[Material]:
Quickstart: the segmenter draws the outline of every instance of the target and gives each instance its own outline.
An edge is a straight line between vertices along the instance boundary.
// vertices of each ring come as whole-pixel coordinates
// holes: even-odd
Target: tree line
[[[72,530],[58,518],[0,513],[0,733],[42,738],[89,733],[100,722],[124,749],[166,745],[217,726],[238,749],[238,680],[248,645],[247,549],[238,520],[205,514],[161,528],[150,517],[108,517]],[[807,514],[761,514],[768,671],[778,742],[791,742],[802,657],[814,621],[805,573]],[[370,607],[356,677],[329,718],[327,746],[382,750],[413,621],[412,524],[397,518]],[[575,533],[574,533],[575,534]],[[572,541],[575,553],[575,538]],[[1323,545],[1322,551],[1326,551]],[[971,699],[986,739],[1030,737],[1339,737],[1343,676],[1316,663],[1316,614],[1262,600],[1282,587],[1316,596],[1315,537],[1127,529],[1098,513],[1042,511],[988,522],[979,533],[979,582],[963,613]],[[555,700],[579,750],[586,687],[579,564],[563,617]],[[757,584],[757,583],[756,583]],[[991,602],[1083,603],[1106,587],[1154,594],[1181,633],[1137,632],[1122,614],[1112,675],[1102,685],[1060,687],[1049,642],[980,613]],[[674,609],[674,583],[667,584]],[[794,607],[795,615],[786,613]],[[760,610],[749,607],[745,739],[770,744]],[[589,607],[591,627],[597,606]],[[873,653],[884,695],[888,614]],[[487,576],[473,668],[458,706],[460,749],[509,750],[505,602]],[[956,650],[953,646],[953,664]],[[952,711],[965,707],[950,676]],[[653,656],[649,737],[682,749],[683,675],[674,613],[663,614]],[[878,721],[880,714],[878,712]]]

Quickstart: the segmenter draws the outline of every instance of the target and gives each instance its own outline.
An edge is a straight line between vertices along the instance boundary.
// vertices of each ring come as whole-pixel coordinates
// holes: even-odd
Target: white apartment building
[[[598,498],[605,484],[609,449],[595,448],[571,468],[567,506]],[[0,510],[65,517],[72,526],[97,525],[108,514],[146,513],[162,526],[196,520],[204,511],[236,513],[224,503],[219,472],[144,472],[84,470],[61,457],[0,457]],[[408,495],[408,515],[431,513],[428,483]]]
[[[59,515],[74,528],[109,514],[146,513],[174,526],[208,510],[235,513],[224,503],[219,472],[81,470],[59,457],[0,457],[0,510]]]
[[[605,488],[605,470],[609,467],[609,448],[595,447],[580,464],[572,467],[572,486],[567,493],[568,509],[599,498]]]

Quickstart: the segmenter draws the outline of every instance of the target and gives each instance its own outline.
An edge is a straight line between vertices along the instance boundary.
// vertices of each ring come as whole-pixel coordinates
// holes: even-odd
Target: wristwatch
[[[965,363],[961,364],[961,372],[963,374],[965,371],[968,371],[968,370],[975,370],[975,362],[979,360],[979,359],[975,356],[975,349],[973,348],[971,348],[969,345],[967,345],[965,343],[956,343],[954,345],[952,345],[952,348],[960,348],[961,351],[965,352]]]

[What you should do]: Reproduce the records word for word, from the start through the line containing "Target: tree line", inclusive.

[The solution]:
Quickstart: the segmenter draws the outline of every instance of the target and gives each instance its own outline.
An edge is a straight line between vertices along the instance boundary.
// vertices of each ring come as whole-pixel coordinates
// holes: even-odd
Target: tree line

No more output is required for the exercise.